### Supplied records
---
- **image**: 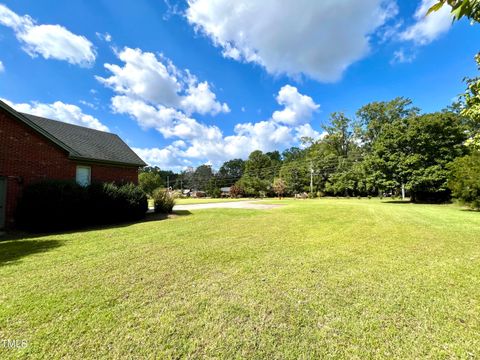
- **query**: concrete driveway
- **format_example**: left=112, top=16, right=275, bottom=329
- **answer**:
left=173, top=201, right=283, bottom=211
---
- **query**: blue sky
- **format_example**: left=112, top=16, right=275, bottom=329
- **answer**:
left=0, top=0, right=480, bottom=169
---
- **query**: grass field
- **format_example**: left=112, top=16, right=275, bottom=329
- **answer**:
left=0, top=199, right=480, bottom=359
left=175, top=198, right=253, bottom=205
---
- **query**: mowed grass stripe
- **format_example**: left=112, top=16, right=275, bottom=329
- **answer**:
left=0, top=199, right=480, bottom=359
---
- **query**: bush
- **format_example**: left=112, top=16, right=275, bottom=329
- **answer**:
left=152, top=189, right=175, bottom=214
left=15, top=180, right=148, bottom=231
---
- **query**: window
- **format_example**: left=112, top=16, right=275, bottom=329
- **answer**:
left=76, top=166, right=91, bottom=186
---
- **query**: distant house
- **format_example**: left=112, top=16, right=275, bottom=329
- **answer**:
left=220, top=187, right=230, bottom=197
left=0, top=101, right=146, bottom=229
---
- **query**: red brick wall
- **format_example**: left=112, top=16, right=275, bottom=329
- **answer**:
left=0, top=109, right=138, bottom=226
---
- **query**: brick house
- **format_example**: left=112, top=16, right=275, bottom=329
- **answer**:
left=0, top=101, right=146, bottom=229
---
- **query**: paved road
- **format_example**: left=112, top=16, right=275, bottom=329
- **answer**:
left=173, top=201, right=283, bottom=211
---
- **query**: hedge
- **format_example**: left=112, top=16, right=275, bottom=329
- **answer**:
left=15, top=180, right=148, bottom=231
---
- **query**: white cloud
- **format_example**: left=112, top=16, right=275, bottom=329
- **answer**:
left=0, top=4, right=96, bottom=66
left=117, top=85, right=322, bottom=169
left=96, top=48, right=230, bottom=115
left=132, top=145, right=192, bottom=171
left=400, top=0, right=453, bottom=45
left=95, top=32, right=112, bottom=42
left=390, top=49, right=415, bottom=64
left=0, top=99, right=109, bottom=131
left=186, top=0, right=398, bottom=82
left=272, top=85, right=320, bottom=125
left=180, top=80, right=230, bottom=115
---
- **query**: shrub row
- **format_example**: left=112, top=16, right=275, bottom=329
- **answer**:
left=152, top=188, right=175, bottom=214
left=15, top=180, right=148, bottom=231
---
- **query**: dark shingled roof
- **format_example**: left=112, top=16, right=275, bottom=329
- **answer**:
left=21, top=114, right=146, bottom=166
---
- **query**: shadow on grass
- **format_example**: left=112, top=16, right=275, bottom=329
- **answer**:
left=0, top=210, right=192, bottom=240
left=0, top=240, right=62, bottom=266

### The exercise
Please find every line in the material that contains the word "grass", and copy each of those lines in full.

### Output for this exercise
- **query**: grass field
- **query**: mowed grass stripe
- **query**: shadow on grass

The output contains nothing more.